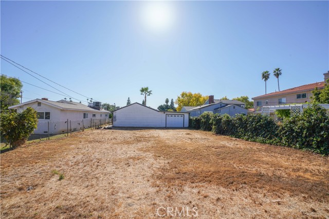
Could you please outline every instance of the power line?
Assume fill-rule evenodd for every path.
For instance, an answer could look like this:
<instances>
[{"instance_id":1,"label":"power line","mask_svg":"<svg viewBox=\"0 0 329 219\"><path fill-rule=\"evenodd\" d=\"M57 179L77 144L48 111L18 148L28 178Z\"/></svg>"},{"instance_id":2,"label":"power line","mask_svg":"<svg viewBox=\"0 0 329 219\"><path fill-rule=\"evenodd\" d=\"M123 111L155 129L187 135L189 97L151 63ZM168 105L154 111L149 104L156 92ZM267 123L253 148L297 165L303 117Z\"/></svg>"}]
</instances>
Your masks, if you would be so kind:
<instances>
[{"instance_id":1,"label":"power line","mask_svg":"<svg viewBox=\"0 0 329 219\"><path fill-rule=\"evenodd\" d=\"M13 78L12 77L8 76L6 75L5 75L5 74L2 74L2 73L1 74L1 75L4 75L5 76L8 77L8 78ZM36 87L39 88L40 88L40 89L44 89L44 90L47 90L47 91L48 91L48 92L51 92L51 93L54 93L54 94L58 94L58 95L59 95L62 96L63 96L63 97L66 97L66 96L64 96L64 95L63 95L62 94L59 94L59 93L56 93L56 92L53 92L53 91L52 91L52 90L48 90L48 89L47 89L44 88L43 88L43 87L39 87L39 86L38 86L34 85L34 84L30 84L30 83L29 83L26 82L25 82L25 81L22 81L22 80L21 80L21 79L17 79L17 78L16 78L16 79L19 80L20 80L21 82L22 82L25 83L27 84L29 84L30 85L34 86L34 87ZM84 102L87 103L87 101L81 101L81 102Z\"/></svg>"},{"instance_id":2,"label":"power line","mask_svg":"<svg viewBox=\"0 0 329 219\"><path fill-rule=\"evenodd\" d=\"M2 55L0 55L0 56L2 56ZM21 68L20 67L18 67L18 66L16 66L16 65L15 65L14 64L12 64L12 63L11 63L10 62L9 62L9 61L8 61L6 60L6 59L4 59L3 58L2 58L2 57L0 57L0 58L1 58L1 59L2 59L3 60L5 60L5 61L6 61L7 62L8 62L8 63L9 63L9 64L11 64L11 65L13 65L14 66L16 67L16 68L19 68L19 69L20 69L22 70L22 71L24 71L24 72L25 72L25 73L27 73L27 74L28 74L28 75L30 75L31 76L33 77L33 78L35 78L35 79L36 79L39 80L39 81L41 81L41 82L42 82L42 83L45 83L45 84L47 84L47 85L48 85L48 86L50 86L50 87L52 87L53 88L55 89L56 90L58 90L58 91L59 91L59 92L61 92L61 93L63 93L63 94L65 94L66 96L68 97L70 97L71 98L72 98L72 99L74 99L75 100L79 100L79 101L82 101L82 100L79 100L79 99L78 99L75 98L74 98L74 97L71 97L70 96L69 96L69 95L68 95L67 94L65 94L65 93L63 92L62 91L61 91L61 90L59 90L58 89L56 88L56 87L53 87L52 86L50 85L50 84L47 84L47 83L45 82L44 81L42 81L42 80L39 79L39 78L36 78L35 76L34 76L32 75L31 75L31 74L30 74L30 73L29 73L29 72L28 72L27 71L25 71L25 70L24 70L22 69L22 68Z\"/></svg>"},{"instance_id":3,"label":"power line","mask_svg":"<svg viewBox=\"0 0 329 219\"><path fill-rule=\"evenodd\" d=\"M42 76L41 75L39 74L38 74L38 73L36 73L36 72L34 72L34 71L32 71L32 70L31 70L31 69L29 69L29 68L27 68L27 67L24 67L24 66L23 66L23 65L20 65L20 64L19 64L19 63L16 63L16 62L15 62L14 61L12 61L12 60L11 60L11 59L10 59L8 58L7 58L7 57L5 57L5 56L4 56L2 55L2 54L0 54L0 56L1 56L1 57L3 58L3 58L5 58L5 59L8 59L8 60L10 60L11 62L13 62L14 63L16 64L16 65L18 65L20 66L21 66L21 67L22 67L24 68L25 69L27 69L27 70L28 70L29 71L31 71L31 72L33 72L33 73L34 73L34 74L36 74L36 75L39 75L39 76L40 76L40 77L42 77L42 78L44 78L44 79L47 79L47 80L48 80L48 81L51 81L51 82L52 82L52 83L54 83L54 84L57 84L57 85L59 85L59 86L61 86L62 87L64 87L64 88L65 88L65 89L67 89L68 90L70 90L70 91L71 91L72 92L75 93L76 93L76 94L78 94L78 95L81 95L81 96L83 96L83 97L86 97L86 98L88 98L88 99L92 99L92 98L89 98L89 97L87 97L87 96L84 96L84 95L82 95L82 94L81 94L78 93L78 92L75 92L75 91L74 91L74 90L72 90L71 89L69 89L69 88L68 88L67 87L65 87L65 86L63 86L63 85L60 85L60 84L59 84L59 83L56 83L56 82L54 82L54 81L53 81L51 80L50 79L48 79L48 78L46 78L45 77L44 77L44 76ZM97 100L95 100L95 101L97 101Z\"/></svg>"}]
</instances>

* * *

■ What you need to do: Pull out each line from the rows above that contains the string "every". Case must match.

■ Written reply:
Could you please outline every instance of the power line?
Assume fill-rule evenodd for every path.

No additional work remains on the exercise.